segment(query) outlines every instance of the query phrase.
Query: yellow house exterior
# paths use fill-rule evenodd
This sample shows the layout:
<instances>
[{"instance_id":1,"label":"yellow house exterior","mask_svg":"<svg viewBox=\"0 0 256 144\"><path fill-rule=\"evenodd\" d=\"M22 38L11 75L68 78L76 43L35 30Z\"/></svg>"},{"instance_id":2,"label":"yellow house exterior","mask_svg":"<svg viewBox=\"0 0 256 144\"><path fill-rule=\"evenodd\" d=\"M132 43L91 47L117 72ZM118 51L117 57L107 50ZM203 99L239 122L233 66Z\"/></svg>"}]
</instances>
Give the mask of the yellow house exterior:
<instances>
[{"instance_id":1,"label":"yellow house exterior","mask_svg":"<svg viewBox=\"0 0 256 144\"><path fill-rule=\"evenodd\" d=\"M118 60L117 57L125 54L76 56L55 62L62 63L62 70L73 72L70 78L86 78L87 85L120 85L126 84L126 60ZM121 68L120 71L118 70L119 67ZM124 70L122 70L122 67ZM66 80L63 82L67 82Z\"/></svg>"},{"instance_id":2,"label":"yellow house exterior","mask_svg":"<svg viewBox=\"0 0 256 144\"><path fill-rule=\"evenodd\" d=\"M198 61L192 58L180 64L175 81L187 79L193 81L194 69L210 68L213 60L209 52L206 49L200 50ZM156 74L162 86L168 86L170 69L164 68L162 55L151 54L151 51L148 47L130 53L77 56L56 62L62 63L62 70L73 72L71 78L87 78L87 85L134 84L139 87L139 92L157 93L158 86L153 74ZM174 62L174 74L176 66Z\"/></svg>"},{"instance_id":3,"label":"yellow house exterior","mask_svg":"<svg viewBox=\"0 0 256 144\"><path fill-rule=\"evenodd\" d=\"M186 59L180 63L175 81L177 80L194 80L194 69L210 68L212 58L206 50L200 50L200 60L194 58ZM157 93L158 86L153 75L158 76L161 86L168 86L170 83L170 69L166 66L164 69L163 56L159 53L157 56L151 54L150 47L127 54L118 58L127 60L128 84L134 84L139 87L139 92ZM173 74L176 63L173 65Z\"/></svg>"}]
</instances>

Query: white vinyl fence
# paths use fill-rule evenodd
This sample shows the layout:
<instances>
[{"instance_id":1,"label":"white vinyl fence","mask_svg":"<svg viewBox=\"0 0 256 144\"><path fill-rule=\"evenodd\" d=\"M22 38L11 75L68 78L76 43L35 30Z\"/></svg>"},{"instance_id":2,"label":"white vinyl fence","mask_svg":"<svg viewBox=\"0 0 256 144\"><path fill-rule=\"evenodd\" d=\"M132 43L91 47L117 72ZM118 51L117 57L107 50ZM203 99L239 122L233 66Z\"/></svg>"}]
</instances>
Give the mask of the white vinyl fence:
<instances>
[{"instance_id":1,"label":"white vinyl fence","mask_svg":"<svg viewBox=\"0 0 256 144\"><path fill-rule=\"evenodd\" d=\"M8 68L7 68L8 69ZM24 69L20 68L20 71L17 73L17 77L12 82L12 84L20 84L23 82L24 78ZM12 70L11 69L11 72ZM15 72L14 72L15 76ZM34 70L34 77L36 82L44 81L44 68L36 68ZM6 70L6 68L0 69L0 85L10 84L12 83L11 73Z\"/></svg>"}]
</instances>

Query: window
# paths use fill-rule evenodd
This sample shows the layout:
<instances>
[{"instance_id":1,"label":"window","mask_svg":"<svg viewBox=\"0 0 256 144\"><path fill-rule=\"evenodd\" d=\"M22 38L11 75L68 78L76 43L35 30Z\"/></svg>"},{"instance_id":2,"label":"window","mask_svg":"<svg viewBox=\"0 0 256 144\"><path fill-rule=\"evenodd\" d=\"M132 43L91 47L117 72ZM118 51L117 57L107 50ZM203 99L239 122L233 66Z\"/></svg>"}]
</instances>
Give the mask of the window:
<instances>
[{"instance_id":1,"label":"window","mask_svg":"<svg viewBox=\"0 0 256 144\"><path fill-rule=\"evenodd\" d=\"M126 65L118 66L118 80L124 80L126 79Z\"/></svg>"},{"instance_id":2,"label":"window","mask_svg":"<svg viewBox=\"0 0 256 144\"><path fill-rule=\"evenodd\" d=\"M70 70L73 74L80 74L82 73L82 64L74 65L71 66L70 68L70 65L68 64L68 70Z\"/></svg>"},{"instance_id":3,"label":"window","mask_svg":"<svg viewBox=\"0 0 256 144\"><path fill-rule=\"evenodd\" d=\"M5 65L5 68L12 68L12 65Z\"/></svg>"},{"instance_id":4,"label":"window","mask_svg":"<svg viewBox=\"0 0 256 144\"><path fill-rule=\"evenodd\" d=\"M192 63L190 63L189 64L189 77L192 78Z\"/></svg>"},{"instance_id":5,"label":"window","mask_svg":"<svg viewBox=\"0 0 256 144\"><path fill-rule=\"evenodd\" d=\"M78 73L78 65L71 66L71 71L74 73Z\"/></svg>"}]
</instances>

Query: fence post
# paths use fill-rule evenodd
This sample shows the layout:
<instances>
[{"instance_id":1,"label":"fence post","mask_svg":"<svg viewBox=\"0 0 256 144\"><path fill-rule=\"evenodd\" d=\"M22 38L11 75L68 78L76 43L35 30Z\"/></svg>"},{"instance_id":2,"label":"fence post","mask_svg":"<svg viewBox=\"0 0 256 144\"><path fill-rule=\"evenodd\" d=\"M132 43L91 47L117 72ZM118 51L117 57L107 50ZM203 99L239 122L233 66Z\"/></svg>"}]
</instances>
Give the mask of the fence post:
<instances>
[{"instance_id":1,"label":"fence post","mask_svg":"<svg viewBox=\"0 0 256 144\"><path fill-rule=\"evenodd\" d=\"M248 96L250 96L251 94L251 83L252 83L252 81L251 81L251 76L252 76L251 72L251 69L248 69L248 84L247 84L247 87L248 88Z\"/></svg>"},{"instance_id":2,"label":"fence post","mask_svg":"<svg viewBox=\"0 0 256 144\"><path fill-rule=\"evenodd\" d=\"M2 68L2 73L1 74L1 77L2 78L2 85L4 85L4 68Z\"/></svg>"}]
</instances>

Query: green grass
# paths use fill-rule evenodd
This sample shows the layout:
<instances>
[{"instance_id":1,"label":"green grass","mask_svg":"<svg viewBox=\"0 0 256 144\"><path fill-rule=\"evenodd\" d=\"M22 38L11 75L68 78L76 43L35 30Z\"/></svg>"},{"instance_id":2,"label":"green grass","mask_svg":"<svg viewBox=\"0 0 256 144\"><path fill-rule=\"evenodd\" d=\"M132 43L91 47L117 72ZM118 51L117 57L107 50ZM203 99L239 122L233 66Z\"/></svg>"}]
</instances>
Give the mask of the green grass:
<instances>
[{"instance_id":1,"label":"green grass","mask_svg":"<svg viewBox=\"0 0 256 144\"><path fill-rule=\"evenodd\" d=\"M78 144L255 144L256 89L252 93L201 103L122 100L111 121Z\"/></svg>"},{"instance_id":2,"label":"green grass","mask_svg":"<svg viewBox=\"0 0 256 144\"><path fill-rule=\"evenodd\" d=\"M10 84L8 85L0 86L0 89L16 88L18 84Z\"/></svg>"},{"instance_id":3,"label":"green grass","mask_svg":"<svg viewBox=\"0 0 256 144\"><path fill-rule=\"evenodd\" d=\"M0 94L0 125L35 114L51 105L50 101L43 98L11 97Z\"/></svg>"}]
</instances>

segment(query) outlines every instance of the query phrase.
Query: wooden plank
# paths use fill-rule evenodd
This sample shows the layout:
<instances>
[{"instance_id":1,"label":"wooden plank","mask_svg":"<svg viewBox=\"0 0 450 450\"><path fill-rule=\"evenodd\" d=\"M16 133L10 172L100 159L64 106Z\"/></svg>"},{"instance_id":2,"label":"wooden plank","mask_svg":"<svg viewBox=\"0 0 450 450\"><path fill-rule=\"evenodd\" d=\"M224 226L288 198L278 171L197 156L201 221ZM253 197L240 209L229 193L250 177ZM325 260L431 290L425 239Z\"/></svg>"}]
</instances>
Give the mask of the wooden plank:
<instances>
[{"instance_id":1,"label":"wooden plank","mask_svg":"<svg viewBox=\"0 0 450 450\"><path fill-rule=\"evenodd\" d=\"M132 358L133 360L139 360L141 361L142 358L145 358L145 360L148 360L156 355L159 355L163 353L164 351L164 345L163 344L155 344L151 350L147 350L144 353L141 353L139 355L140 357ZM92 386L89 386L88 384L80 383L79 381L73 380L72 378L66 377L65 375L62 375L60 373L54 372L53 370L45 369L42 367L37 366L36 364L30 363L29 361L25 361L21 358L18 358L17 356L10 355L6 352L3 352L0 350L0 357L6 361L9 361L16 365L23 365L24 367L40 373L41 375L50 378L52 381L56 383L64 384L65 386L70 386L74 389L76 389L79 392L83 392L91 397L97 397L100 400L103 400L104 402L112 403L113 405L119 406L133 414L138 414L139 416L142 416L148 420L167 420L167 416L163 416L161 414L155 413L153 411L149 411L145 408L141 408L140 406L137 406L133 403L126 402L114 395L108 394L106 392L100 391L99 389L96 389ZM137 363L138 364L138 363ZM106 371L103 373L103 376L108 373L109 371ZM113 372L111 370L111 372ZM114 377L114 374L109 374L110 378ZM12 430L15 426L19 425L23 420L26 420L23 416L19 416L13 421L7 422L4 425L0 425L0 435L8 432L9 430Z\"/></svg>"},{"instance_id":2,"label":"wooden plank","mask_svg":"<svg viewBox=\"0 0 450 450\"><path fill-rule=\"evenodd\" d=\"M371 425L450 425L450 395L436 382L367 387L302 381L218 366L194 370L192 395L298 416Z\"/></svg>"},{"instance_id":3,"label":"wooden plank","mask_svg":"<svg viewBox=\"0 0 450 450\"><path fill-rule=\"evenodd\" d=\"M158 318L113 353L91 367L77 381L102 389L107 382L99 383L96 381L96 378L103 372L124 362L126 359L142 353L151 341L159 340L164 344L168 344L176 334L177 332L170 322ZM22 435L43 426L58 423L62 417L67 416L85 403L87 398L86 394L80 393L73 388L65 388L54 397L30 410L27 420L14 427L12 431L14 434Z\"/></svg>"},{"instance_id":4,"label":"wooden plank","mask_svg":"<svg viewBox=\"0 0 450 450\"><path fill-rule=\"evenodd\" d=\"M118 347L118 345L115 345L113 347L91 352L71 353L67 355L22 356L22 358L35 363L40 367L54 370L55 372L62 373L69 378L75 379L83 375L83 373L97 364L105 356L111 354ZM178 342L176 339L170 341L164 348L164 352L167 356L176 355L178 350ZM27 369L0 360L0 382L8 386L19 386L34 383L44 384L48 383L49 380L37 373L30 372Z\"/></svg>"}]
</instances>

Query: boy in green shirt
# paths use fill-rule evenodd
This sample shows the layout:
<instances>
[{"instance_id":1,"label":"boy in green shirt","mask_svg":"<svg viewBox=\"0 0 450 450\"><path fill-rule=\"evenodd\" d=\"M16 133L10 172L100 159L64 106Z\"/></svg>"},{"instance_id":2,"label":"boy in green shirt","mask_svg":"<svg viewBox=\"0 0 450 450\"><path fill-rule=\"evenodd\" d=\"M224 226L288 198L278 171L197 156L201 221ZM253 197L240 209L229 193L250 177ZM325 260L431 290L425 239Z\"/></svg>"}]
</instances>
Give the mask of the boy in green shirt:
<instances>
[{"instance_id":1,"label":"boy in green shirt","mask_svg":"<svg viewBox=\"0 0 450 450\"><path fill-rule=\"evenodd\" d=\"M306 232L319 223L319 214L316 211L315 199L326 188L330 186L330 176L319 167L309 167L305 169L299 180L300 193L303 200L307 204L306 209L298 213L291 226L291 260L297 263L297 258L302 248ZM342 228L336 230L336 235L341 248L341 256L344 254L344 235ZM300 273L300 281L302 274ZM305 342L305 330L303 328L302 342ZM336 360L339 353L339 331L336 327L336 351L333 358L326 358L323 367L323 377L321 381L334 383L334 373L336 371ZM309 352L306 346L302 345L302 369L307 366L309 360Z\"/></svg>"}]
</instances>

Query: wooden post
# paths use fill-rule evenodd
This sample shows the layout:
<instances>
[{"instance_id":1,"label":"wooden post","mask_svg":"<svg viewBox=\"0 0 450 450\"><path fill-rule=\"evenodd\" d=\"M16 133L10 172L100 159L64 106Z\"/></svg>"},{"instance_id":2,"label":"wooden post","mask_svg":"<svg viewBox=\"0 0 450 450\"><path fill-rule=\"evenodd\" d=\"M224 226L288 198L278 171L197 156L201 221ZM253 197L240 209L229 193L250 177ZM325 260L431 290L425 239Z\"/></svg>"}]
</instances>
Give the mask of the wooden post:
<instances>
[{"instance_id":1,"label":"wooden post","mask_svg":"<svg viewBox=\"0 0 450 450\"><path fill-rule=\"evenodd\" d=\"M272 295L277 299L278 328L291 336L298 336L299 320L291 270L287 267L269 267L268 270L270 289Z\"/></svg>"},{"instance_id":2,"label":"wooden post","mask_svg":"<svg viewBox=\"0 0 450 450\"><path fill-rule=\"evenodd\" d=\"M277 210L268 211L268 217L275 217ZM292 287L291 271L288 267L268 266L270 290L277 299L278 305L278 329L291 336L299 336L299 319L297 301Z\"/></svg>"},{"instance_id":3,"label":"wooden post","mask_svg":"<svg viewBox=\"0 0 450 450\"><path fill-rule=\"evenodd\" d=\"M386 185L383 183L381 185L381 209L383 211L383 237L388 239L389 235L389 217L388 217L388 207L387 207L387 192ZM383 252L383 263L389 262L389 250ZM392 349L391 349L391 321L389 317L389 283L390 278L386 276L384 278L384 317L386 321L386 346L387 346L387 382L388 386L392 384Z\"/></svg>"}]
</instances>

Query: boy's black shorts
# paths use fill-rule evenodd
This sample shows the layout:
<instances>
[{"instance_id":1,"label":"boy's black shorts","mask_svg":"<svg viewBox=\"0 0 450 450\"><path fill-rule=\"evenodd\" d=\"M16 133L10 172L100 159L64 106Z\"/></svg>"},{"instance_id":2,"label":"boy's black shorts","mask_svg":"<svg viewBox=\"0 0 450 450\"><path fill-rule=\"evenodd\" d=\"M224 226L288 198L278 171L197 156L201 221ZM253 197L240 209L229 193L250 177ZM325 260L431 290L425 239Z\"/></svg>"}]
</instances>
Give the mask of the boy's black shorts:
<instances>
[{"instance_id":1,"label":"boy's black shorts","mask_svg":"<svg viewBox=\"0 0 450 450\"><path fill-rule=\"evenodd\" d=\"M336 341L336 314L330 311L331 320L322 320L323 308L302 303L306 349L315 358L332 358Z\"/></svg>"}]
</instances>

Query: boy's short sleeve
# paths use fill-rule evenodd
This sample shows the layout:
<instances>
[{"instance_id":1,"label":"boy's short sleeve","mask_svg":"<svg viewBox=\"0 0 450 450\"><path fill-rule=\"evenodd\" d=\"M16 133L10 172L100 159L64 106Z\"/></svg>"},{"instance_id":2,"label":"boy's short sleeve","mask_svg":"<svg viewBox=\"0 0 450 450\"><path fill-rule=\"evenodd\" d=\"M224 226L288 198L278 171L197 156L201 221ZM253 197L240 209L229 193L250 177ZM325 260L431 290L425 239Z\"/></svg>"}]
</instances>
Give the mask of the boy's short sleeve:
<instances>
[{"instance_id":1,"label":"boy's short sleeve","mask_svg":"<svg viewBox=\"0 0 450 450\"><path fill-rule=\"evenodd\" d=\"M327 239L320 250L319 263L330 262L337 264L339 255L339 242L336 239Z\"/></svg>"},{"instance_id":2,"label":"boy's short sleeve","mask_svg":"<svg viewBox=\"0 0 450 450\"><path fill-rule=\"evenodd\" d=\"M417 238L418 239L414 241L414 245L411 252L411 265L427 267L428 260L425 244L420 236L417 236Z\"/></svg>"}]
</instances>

* [REQUIRED TASK] In the records above, locate the line that contains "Query: boy's short sleeve". Repeat it and every line after it, exactly, and nothing else.

* [ANSWER]
Query: boy's short sleeve
# paths use fill-rule evenodd
This sample shows the layout:
<instances>
[{"instance_id":1,"label":"boy's short sleeve","mask_svg":"<svg viewBox=\"0 0 450 450\"><path fill-rule=\"evenodd\" d=\"M16 133L10 172L100 159L64 106Z\"/></svg>"},{"instance_id":2,"label":"boy's short sleeve","mask_svg":"<svg viewBox=\"0 0 450 450\"><path fill-rule=\"evenodd\" d=\"M224 226L288 198L278 171L197 156L201 221ZM253 197L240 209L229 193L250 177ZM325 260L431 290L425 239Z\"/></svg>"}]
</instances>
Give the mask of the boy's short sleeve:
<instances>
[{"instance_id":1,"label":"boy's short sleeve","mask_svg":"<svg viewBox=\"0 0 450 450\"><path fill-rule=\"evenodd\" d=\"M327 239L320 250L319 263L330 262L337 264L339 255L339 242L336 239Z\"/></svg>"},{"instance_id":2,"label":"boy's short sleeve","mask_svg":"<svg viewBox=\"0 0 450 450\"><path fill-rule=\"evenodd\" d=\"M417 238L418 239L414 241L414 245L411 252L411 265L427 267L428 260L425 244L420 236L417 236Z\"/></svg>"}]
</instances>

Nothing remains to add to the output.